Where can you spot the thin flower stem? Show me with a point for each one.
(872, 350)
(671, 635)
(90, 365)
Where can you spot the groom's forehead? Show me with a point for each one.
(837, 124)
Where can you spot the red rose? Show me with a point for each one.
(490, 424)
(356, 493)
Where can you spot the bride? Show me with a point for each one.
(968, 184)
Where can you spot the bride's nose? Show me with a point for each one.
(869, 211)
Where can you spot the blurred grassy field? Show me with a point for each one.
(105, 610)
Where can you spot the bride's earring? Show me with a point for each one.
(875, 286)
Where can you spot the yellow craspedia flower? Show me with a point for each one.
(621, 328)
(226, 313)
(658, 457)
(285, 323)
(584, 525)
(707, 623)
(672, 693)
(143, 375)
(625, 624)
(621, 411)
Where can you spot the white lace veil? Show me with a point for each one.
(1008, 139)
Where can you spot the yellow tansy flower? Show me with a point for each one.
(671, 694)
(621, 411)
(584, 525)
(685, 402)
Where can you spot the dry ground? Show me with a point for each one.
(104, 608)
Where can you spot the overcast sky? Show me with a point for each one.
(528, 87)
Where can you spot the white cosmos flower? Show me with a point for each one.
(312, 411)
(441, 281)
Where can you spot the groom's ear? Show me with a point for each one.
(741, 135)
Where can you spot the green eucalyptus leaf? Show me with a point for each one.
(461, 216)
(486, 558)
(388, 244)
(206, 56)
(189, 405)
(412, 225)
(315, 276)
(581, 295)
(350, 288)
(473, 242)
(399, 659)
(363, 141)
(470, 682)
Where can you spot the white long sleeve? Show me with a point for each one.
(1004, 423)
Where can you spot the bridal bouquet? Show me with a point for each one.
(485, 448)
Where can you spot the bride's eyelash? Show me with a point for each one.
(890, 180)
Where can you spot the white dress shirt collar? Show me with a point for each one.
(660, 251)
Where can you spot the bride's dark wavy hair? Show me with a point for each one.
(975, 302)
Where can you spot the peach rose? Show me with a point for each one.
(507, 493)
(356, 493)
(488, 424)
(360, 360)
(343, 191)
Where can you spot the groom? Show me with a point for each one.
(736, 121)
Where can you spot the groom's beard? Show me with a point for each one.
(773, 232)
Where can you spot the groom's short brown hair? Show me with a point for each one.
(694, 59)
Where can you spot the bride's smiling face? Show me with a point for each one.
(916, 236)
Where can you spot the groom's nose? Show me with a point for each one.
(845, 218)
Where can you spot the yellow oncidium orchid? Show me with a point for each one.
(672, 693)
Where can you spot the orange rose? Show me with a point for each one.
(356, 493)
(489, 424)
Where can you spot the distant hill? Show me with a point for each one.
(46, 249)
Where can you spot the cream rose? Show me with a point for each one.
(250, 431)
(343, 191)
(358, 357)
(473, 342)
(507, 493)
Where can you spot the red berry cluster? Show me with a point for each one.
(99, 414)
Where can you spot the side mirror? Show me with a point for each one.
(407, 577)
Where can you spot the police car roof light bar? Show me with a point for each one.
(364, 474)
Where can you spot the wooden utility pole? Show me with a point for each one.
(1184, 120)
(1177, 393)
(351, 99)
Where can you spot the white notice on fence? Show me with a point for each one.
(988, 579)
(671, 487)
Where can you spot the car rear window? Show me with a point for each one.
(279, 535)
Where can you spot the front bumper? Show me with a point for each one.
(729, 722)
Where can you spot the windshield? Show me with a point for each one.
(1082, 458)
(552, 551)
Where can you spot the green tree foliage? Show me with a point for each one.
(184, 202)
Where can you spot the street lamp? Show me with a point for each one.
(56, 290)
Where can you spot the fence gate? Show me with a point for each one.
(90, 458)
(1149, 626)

EXERCISE DIRECTIONS: Write the data out again. Match it exactly.

TASK RESPONSE:
Where can you spot the thin flower stem? Show me with a point for each one.
(872, 350)
(671, 635)
(90, 365)
Where can you spot the groom's forehead? Show me with a point for each one.
(837, 124)
Where can you spot the red rose? Show me with a point for each one.
(490, 424)
(356, 493)
Where can you spot the bride? Show me with a point for each one.
(968, 184)
Where can you spot the bride's nose? Show me with a point for each one.
(869, 211)
Where can you spot the blurred grassy field? Show me with a point for each one.
(105, 610)
Where can you spot the bride's earring? Show me with a point for each one.
(875, 286)
Where can you spot the yellow craspedia flower? Show me with a point for each one.
(621, 328)
(226, 313)
(658, 457)
(285, 323)
(584, 525)
(707, 623)
(672, 693)
(143, 375)
(625, 624)
(621, 411)
Where can you spot the white lace veil? Show me with a point for each one.
(1008, 139)
Where can you spot the yellow tansy flower? Show me with a point for each one.
(671, 694)
(621, 411)
(584, 525)
(685, 402)
Where can you spot the dry ground? Show me with a point for each one.
(104, 608)
Where can you spot the overcast sky? Show me with a point for each one.
(528, 87)
Where can you spot the white cosmos flower? Show me with a point for each one.
(312, 411)
(441, 281)
Where can you spot the groom's ear? Show me with a point for each one.
(741, 135)
Where can you spot the green eucalyptus leaf? Show me with a point for each one.
(461, 216)
(486, 558)
(388, 244)
(206, 56)
(189, 405)
(412, 225)
(315, 276)
(581, 295)
(350, 288)
(473, 242)
(399, 659)
(363, 141)
(470, 682)
Where can you spot the white long sleeve? Show me with a point for each one.
(1004, 423)
Where can you spot the bridal bouquet? Show me with a point for each one.
(485, 448)
Where can you spot the bride's eyelash? Show me with a point for each one.
(890, 180)
Where can you spot the white dress shirt collar? Show me with a point for each one.
(660, 251)
Where can you spot the bride's dark wavy hair? Show me with a point for each one.
(975, 302)
Where can you spot the peach rose? Show me with a point for each one.
(507, 493)
(356, 493)
(488, 424)
(360, 360)
(343, 191)
Where can you spot the groom? Show me with a point for each one.
(736, 121)
Where can you spot the groom's beard? Show me with a point for each one.
(773, 232)
Where can you spot the groom's short brown hair? Show me with a point for each one.
(694, 59)
Where can you spot the bride's smiling face? Show me with a point for each one.
(916, 236)
Where can you spot the groom's nose? Show me with a point for each one.
(845, 218)
Where can you spot the yellow oncidium orchid? Show me with a point for each one.
(672, 693)
Where can you spot the orange rose? Show me with a point for each one.
(356, 493)
(489, 424)
Where can you spot the distant hill? Show me with a point for each one.
(46, 249)
Where can you spot the cream rose? Show me with a point for each one.
(250, 431)
(343, 191)
(358, 357)
(473, 342)
(507, 493)
Where can you spot the red berry cluster? Show me with a point for each one.
(99, 414)
Where can you spot the side mirror? Show me with a point for each one.
(407, 577)
Where can you spot the police car roof light bar? Show me with a point for each one.
(364, 474)
Where can you spot the wooden utility pole? Show me with a point for each one.
(1184, 120)
(1177, 393)
(351, 99)
Where can you spot the white notice on fence? Show me with a point for each one.
(988, 579)
(671, 487)
Where can you spot the car rear window? Show me with a point for each one.
(279, 535)
Where can you spot the front bumper? Show me with a point for each one.
(729, 722)
Where can you spot the windshield? Show me with a point for each one.
(1082, 458)
(552, 551)
Where can you spot the green tree foliage? Show me with a point for each one.
(184, 202)
Where can you spot the street lamp? Show me with a point for each one.
(56, 290)
Where can you spot the fence gate? Show me with a point for each one.
(90, 458)
(1149, 626)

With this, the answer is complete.